** start **

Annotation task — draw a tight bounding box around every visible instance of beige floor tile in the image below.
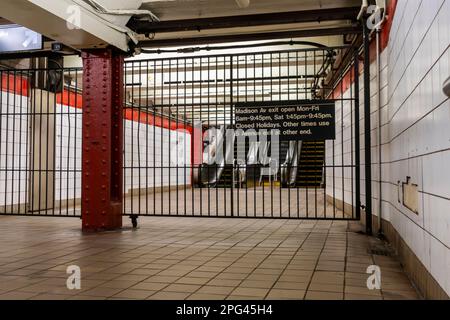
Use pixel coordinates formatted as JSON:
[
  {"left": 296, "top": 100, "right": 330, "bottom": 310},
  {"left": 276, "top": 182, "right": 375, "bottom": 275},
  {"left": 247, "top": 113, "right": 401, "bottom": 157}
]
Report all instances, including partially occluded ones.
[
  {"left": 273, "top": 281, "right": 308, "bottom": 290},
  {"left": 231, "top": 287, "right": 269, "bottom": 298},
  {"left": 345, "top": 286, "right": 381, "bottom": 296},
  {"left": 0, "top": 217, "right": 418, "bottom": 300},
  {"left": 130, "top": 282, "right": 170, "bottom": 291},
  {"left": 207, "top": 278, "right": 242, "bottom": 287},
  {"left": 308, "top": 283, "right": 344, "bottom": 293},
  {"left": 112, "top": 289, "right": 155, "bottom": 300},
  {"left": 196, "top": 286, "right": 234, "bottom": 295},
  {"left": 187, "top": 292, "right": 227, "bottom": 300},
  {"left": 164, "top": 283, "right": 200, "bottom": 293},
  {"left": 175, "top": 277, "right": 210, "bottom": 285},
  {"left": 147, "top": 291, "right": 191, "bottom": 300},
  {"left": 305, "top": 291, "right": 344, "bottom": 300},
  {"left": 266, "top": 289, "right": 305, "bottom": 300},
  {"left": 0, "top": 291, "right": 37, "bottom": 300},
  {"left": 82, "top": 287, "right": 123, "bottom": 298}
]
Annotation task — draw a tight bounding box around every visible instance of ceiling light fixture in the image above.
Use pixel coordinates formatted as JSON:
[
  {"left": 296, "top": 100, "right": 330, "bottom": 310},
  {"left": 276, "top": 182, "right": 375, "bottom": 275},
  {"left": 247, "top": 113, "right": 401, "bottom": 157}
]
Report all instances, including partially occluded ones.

** end **

* [Written instruction]: Find every line above that contains the string "visible" and copy each of those lines in full. Case counts when matching.

* [Full response]:
Annotation task — draw a tight bounding box around every visible instance of beige floor tile in the image below.
Annotation task — draw a tight bounding box around every visible instance of ceiling light fixture in the image above.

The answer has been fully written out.